Além disso, também existe o queijo, conhecido como ricota, obtido pela adição de ácido e aplicação de energia na forma de calor ao soro do leite, promovendo a desnaturação e precipitação das proteínas. (Instrução Normativa nº 65, de 21 de julho de 2020).

Neste artigo, abordaremos a riqueza da conversão do leite em queijo, do ponto de vista físico-químico. Afinal, o que ocorre no leite (ou no soro, no caso da ricota) para que ele se transforme de um produto líquido em um produto sólido (ou pastoso) rico em proteínas e outros nutrientes?

 

A agregação das proteínas

O leite possui dois grupos principais de proteínas: as caseínas (cerca de 80% do conteúdo proteico do leite) e as proteínas do soro (~ 20%). A maioria dos queijos, como o queijo Minas Padrão, o Minas Frescal, o Prato, o Cottage e o requeijão são produzidos por meio da agregação das micelas de caseína. Um pequeno grupo de queijos são produzidos pela coagulação das proteínas do soro, cujo principal representante é a Ricota.

Como as proteínas do leite (caseínas e proteínas do soro) possuem excesso de cargas negativas no pH do leite, alterações na superfície das micelas de caseína (provocadas pela adição de ácido ou de enzimas coagulantes) e a desnaturação das proteínas do soro levará a coagulação destas proteínas. Este é o início da fabricação dos queijos!

 

A pergunta que não quer calar: afinal, como o leite se transforma em queijo?

De forma geral, são necessários quatro estágios para que o queijo seja obtido a partir do leite:

Modulações tecnológicas nesses estágios permitem a obtenção de uma grande variedade de queijos.

 

Coagulação do leite

A coagulação do leite pode acontecer de duas formas:

  • Por proteólise (coagulação enzimática)
  • Por acidificação (coagulação ácida).

 

 

Coagulação enzimática do leite

Na coagulação enzimática, as micelas de caseína são coaguladas por meio da ação do coalho, cuja principal enzima é a quimosina. Esse tipo de coagulação pode ser dividido em duas fases: (1) hidrólise da proteína estabilizadora da micela de caseína, a kappa-caseína (κ-cas), e (2) agregação e gelificação das micelas modificadas pelo coalho (Fox et al., 2017).

As moléculas de κ-cas formam a camada superficial da micela de caseína (Figura 1a), estabilizando esta partícula. Essa caseína possui grande sensibilidade à quimosina e é, portanto, hidrolisada quando se adiciona o coalho ao leite. Essa hidrólise ocorre especificamente na ligação entre os aminoácidos fenilalanina na posição 105 (Phe105) e metionina na posição 106 (Met106) (Figura 1b).

 

Figura 1. Representações esquemáticas de: (a) uma micela de caseína com seus constituintes, e (b) uma molécula de κ-cas e a indicação de hidrólise entre seus resíduos de aminoácidos Phe105 e Met106 pela quimosina.

Fonte: autoras.

 

 

Após a hidrólise da κ-caseína, a região N-terminal da molécula, chamada de para-κ-caseína (Figura 1b) se mantém ligada à micela, enquanto a região C-terminal, ou o glicomacropeptídeo (também conhecido como caseinomacropeptídeo) é liberado no soro.

[LISTAGEM FORNECIDA]:
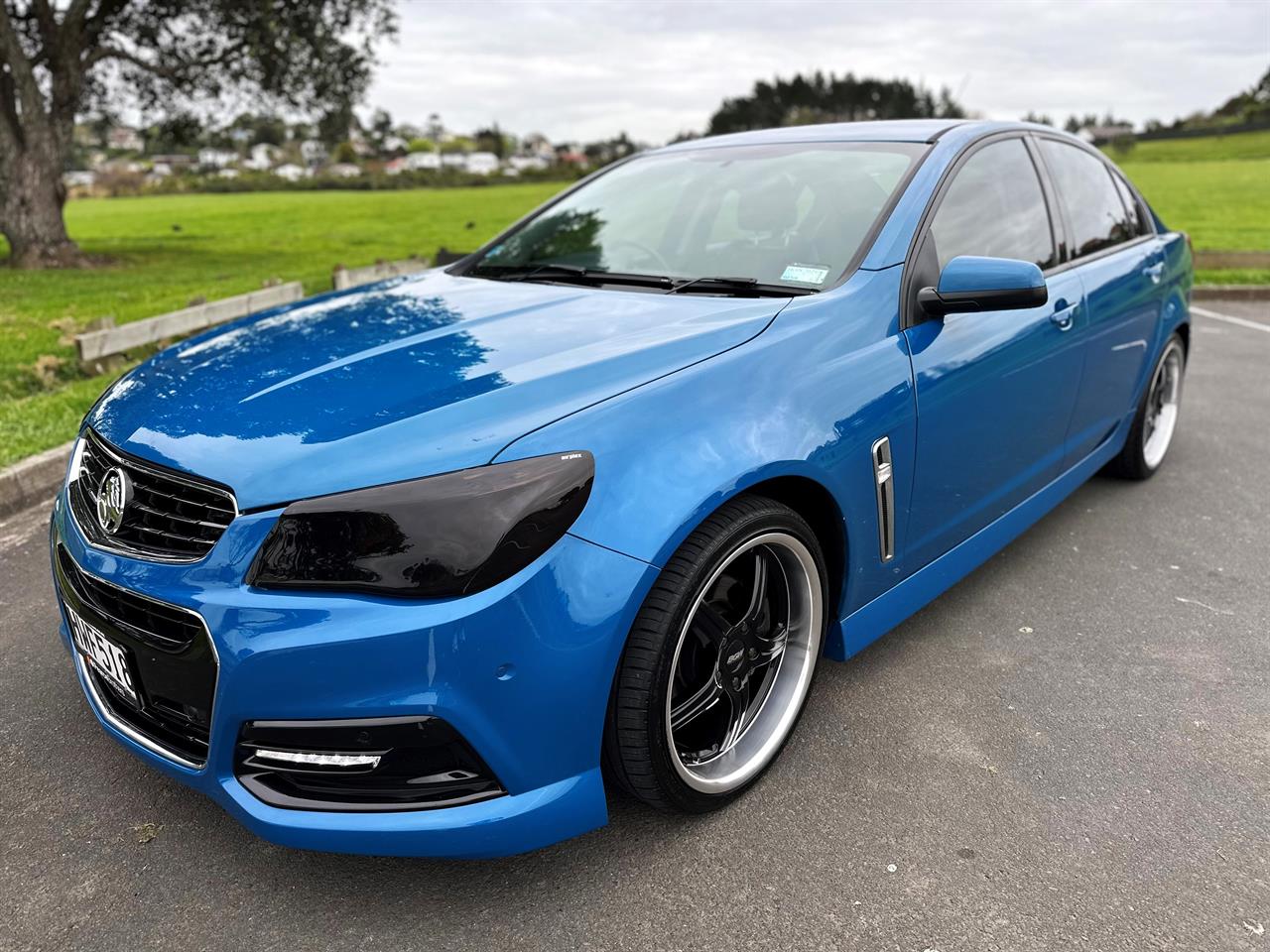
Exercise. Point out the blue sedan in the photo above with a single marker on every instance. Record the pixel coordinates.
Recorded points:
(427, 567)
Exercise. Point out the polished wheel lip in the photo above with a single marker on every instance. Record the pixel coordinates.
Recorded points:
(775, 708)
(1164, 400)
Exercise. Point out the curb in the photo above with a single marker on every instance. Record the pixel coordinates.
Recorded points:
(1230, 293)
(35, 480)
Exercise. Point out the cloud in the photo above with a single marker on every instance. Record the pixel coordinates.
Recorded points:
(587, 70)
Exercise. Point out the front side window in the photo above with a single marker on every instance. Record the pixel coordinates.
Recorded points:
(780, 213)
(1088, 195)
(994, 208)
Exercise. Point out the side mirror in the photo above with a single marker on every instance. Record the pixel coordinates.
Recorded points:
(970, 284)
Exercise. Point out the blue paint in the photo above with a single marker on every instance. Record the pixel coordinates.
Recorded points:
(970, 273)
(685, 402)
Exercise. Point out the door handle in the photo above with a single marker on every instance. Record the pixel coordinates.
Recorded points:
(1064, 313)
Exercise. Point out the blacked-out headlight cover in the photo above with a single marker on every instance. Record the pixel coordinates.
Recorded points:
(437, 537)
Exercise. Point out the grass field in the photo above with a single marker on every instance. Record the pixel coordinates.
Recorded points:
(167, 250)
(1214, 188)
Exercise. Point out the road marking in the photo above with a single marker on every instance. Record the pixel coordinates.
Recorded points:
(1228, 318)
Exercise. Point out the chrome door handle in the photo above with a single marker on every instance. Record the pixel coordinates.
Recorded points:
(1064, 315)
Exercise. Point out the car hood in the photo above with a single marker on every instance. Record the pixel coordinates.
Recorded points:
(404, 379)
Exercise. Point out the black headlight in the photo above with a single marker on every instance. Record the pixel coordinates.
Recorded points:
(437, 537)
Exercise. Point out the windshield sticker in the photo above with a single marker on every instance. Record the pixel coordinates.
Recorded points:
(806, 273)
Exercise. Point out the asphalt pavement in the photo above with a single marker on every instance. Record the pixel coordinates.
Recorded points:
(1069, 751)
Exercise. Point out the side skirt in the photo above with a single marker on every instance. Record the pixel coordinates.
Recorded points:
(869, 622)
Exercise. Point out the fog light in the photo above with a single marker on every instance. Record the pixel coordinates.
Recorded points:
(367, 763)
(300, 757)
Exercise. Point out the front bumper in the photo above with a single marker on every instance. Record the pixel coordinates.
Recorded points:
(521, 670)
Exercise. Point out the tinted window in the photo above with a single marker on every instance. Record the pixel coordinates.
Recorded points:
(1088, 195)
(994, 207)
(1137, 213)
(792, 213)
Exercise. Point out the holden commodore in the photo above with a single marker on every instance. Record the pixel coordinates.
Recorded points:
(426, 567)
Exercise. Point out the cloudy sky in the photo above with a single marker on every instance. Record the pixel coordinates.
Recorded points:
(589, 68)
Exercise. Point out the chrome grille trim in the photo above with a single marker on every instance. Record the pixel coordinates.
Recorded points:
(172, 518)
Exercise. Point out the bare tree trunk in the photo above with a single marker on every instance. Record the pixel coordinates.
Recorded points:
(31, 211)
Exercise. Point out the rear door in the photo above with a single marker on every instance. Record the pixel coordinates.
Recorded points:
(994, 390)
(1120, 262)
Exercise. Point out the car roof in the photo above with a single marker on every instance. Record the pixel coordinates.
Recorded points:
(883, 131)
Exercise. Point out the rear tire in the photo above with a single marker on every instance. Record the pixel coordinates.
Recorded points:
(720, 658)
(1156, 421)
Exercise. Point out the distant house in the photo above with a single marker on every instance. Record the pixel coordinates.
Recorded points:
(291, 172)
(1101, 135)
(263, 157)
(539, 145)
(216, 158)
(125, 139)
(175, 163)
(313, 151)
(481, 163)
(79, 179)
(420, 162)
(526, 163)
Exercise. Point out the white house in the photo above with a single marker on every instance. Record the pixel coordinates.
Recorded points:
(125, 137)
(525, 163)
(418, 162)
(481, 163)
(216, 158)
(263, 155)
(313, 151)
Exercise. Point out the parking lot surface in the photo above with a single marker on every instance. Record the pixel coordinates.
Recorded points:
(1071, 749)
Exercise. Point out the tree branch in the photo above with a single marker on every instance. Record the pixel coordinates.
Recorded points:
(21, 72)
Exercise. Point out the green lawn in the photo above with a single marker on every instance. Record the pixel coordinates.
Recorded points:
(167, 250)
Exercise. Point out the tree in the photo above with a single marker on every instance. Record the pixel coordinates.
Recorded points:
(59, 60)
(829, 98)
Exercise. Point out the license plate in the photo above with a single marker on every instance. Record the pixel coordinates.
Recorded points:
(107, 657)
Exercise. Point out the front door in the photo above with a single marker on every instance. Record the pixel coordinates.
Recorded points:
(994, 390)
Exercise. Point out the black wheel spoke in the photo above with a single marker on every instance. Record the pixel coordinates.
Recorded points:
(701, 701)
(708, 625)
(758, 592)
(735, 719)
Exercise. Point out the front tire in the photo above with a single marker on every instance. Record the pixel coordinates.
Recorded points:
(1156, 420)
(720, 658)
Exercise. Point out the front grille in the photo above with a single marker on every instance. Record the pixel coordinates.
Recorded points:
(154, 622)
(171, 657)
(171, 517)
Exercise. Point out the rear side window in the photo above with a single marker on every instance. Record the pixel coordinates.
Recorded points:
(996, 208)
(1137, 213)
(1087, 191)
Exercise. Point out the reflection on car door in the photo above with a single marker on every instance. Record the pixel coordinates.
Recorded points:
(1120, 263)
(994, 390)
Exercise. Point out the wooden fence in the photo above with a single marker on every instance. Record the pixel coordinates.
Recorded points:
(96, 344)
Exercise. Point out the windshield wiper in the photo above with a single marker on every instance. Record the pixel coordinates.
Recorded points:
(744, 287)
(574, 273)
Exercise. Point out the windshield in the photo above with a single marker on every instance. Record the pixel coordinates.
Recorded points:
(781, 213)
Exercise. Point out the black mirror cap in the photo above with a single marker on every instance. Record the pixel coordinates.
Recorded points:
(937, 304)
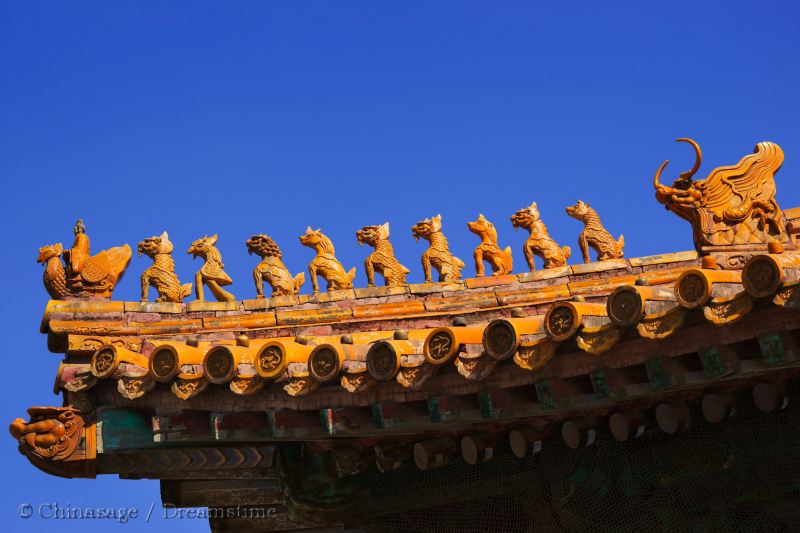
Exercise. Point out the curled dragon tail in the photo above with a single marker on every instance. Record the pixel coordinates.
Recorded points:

[INSTRUÇÕES]:
**a)** De acordo com o texto sobre queijo, qual é a principal enzima do coalho?
**b)** Resuma o texto sobre queijo em duas frases.
A listagem não precisa ser consultada.

[RESPOSTAS]:
**a)** A quimosina.

**b)** A coagulação do leite pode ser enzimática ou ácida, e a maioria dos queijos resulta da agregação das micelas de caseína, enquanto a ricota é obtida do soro com adição de ácido e calor. Na coagulação enzimática, a quimosina do coalho hidrolisa a κ-caseína entre Phe105 e Met106, de modo que a para-κ-caseína permanece ligada à micela e o glicomacropeptídeo é liberado no soro.